WHAT THE TASK ASKS >> Beginning at the line containing "Could you please point to the snow-capped" and continuing to the end of the records below, give each line again exactly as it stands, and only those lines.

* start *

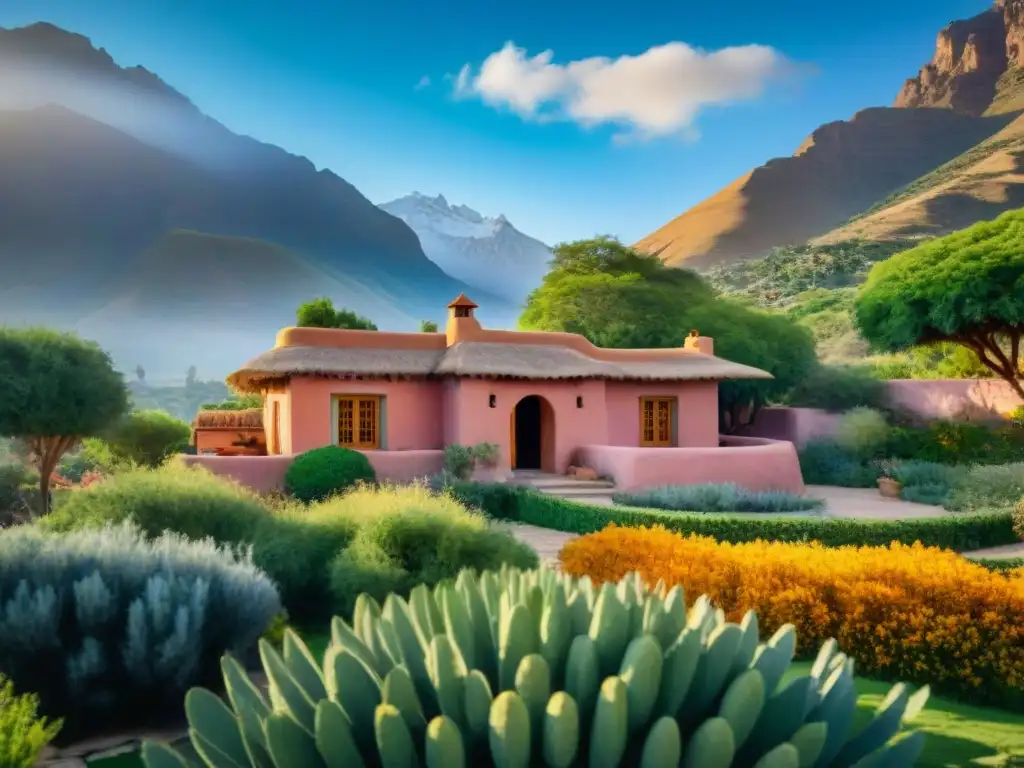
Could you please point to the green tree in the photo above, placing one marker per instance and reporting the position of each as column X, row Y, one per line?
column 321, row 313
column 235, row 402
column 619, row 298
column 966, row 288
column 56, row 389
column 146, row 437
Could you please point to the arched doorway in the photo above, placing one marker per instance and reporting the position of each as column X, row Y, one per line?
column 532, row 437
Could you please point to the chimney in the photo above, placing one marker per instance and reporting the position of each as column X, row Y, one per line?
column 697, row 343
column 462, row 326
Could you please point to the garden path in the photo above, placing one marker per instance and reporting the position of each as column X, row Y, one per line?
column 849, row 503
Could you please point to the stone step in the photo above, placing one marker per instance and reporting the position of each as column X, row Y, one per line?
column 568, row 491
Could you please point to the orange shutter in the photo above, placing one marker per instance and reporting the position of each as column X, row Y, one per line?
column 655, row 421
column 358, row 422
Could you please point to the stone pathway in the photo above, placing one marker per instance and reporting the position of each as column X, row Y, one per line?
column 868, row 504
column 861, row 504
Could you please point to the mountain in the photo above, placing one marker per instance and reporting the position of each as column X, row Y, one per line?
column 484, row 253
column 945, row 155
column 842, row 169
column 114, row 185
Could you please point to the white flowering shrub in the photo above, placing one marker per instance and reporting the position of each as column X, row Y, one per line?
column 110, row 628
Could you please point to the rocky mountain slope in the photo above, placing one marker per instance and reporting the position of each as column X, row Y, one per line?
column 946, row 155
column 101, row 167
column 839, row 171
column 487, row 254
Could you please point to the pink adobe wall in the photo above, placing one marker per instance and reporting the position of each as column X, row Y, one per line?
column 798, row 425
column 261, row 473
column 955, row 399
column 470, row 420
column 413, row 413
column 696, row 415
column 752, row 463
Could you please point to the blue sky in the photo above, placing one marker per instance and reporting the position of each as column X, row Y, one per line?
column 337, row 82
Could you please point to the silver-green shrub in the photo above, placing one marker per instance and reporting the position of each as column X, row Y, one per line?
column 109, row 627
column 718, row 498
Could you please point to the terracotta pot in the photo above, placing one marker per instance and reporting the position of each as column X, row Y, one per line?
column 889, row 487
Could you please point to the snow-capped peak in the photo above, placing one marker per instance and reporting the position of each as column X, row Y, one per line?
column 420, row 210
column 483, row 252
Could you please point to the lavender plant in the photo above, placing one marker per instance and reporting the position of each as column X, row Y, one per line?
column 109, row 627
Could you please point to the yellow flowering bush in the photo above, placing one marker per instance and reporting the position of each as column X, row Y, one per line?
column 906, row 612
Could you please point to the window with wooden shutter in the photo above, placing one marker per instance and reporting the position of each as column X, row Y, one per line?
column 275, row 428
column 358, row 422
column 655, row 421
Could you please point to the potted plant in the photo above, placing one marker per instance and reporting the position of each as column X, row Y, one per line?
column 889, row 484
column 485, row 458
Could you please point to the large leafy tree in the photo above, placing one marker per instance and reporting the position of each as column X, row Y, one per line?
column 55, row 389
column 966, row 288
column 617, row 297
column 321, row 313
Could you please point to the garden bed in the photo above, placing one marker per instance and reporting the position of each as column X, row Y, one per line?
column 958, row 532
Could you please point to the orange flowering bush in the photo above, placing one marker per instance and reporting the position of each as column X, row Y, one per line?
column 905, row 612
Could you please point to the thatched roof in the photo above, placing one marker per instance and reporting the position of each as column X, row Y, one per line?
column 250, row 418
column 488, row 359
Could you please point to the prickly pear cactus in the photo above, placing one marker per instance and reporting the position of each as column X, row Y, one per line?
column 517, row 669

* end *

ANSWER TO THE PROBLEM >>
Could you please point to the snow-capped peak in the photo above, placing one marker per instance and reporting the position of each as column X, row Y, one per line?
column 420, row 210
column 483, row 252
Could you please point to the lavender plant in the photo above, placing one marker per instance and reporting the position of each as column X, row Y, one per line?
column 109, row 627
Could you please point to the yellow flowering bush in the photo above, placing one marker per instance and reporting the position of each as column X, row Y, one per line?
column 906, row 612
Could you please point to the window with wooden shutter in the photo above, placing one marker per instance and reporting the position of each as column X, row Y, one per line?
column 275, row 428
column 358, row 422
column 655, row 421
Could you please point to the potted plant in the photo above, placing one marker per instance and reporting the position of each as column X, row Y, one per line?
column 889, row 484
column 485, row 458
Could you please point to the large leafy tree in the photo above, placing one marker per instance and reporting the position of each as column X, row Y, one per line?
column 55, row 389
column 966, row 288
column 617, row 297
column 321, row 313
Could you please point to the garden bed in the photo above, placing one marker per instance and reporting the position of each as column X, row Y, one per line?
column 958, row 532
Could you please point to the orange flowering bush in the photo above, placing one marker per instance and reporting the position of each as column X, row Y, one per line?
column 905, row 612
Could you please point to the thatched roof in the photo above, placing one marker per instance and reporting the position of each as column X, row Y, one per line?
column 250, row 418
column 488, row 359
Could you please point to the prickly pear cactus in the photo above, placing one marker per instance and reporting the position of each as column X, row Y, one per line?
column 517, row 669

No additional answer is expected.